-- REQUIREMENT --
Using the records below, find how many lines hold the word "each" and reply with only that number.
+++ DATA FOR REVIEW
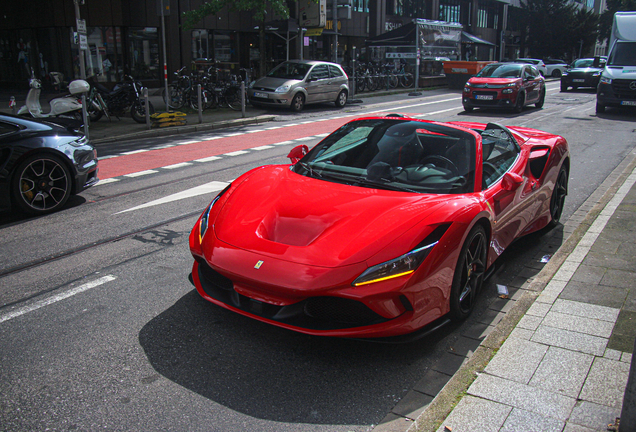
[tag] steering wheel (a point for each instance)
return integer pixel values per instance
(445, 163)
++++++
+++ DATA FOR REVIEW
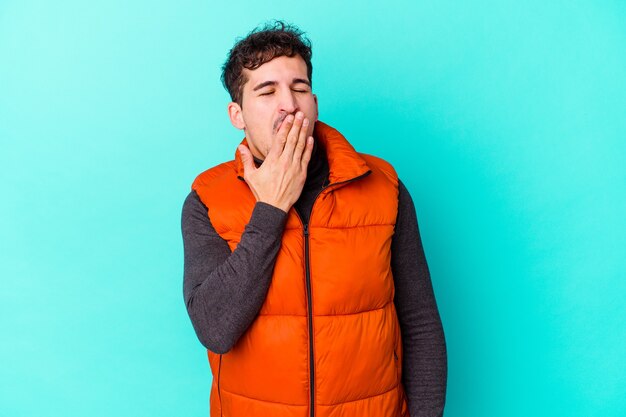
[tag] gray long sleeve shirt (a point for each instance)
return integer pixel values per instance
++++++
-- SOLUTION TO THIS PROBLEM --
2